YOUR INSTRUCTIONS: Lay out every line of the material below as a Markdown table with two columns, Row and Text. Put each line's number in Row and the line itself in Text, and leave out any blank lines.
** start of DATA SHOWN **
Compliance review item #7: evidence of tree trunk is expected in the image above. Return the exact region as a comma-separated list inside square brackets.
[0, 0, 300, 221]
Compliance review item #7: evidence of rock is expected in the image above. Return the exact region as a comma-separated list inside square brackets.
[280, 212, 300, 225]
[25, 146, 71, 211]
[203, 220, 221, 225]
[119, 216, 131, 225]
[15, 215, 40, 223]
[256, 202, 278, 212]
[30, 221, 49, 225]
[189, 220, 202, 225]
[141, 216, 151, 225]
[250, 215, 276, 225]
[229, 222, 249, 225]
** end of DATA SHOWN **
IN RESPONSE:
| Row | Text |
|---|---|
| 1 | Compliance review item #7: evidence of tree trunk is expected in the image above. Return the exact region as a comma-separated list inside square brackets. |
| 2 | [0, 0, 300, 221] |
| 3 | Compliance review item #7: evidence of rock is expected in the image above. Return the exact region as a comma-separated list inside square brackets. |
| 4 | [280, 212, 300, 225] |
| 5 | [25, 146, 71, 211] |
| 6 | [203, 220, 221, 225] |
| 7 | [119, 216, 131, 225] |
| 8 | [15, 215, 40, 223] |
| 9 | [256, 202, 278, 212] |
| 10 | [30, 221, 49, 225] |
| 11 | [189, 220, 202, 225] |
| 12 | [141, 216, 151, 225] |
| 13 | [250, 215, 276, 225] |
| 14 | [229, 222, 249, 225] |